→ **What to produce**: Continue the passage on the AAMSoftmax loss below, picking up right after equation (8).

→ **Excerpt to read**:
========

Although learning features in angular space helps to improve performance, this approach only requires the features of different devices to be separable and does not enforce the features of the same device to be compact. As a consequence, the features of samples from authorized devices may occupy most of the angular space, leaving limited space for unseen devices. In this paper, we propose to utilize AAMSoftmax [24], a more advanced method used in face recognition technology, to learn features in angular space with an additive margin, so that learned features are more compact for the same device and more discriminative for different devices. To introduce AAMSoftmax, we first rewrote the loss function ${\mathcal{L}}_A$ as:

$${\mathcal{L}}_A=-\frac{1}{N}\sum _{n=1}^{N}ln\frac{e^{scos{\theta }_n[y_n]}}{{\sum }_{j=1}^{K_T}{e}^{scos{\theta }_n[j]}},$$

(7)

where ${\mathit{\theta }}_n$ denotes the angle vector of ${\mathit{f}}_n$, with ${\theta }_n[j]$ denoting the angle between ${\mathit{f}}_n$ and ${\mathit{w}}_j$. The AAMSoftmax loss function was obtained by adding a margin to the angles:

$${\mathcal{L}}_{AAM}=-\frac{1}{N}\sum _{n=1}^{N}ln\frac{e^{s(cos({\theta }_n[y_n]+m))}}{e^{s(cos({\theta }_n[y_n]+m))}+{\sum }_{j=1,j\ne y_n}^{K_T}{e}^{scos{\theta }_n[j]}},$$

(8)

========

Pointing records:

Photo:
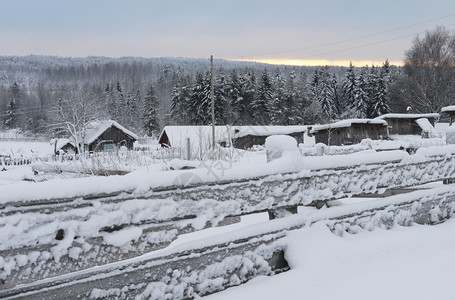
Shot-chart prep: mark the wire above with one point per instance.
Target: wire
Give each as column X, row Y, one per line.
column 369, row 44
column 352, row 39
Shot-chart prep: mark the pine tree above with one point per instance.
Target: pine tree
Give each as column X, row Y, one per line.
column 292, row 106
column 11, row 114
column 233, row 98
column 12, row 110
column 243, row 104
column 380, row 98
column 360, row 105
column 322, row 91
column 180, row 105
column 302, row 100
column 150, row 121
column 276, row 105
column 348, row 93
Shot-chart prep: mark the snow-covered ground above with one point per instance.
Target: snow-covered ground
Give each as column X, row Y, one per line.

========

→ **Expected output**:
where $m>0$ is a hyperparameter that determines the additive angular margin. As m is equivalent to the geodesic distance margin penalty in the normalized hypersphere, it can enforce an evident gap between different classes. Generally, a larger m value leads to more separable features, but may also make the network more difficult to converge.

AAMSoftmax can be minimized using a stochastic gradient descent algorithm. This approach provides a simple way to further improve the discriminability of features with negligible computational overheads. After training with AAMSotmax, the learned features are supposed to be more compact for the same class and more discriminative for different classes.

4.2. Classifier of Adaptive Class-Wise OpenMAX

With the discriminative features learned by $G_{\varphi }$, another issue is to classify the signals of authorized devices and accurately distinguish the signals of unseen devices using only the training signals from authorized devices. Two approaches, namely one-vs.-all (OvA) and OpenMAX, are typically used to achieve this goal [22].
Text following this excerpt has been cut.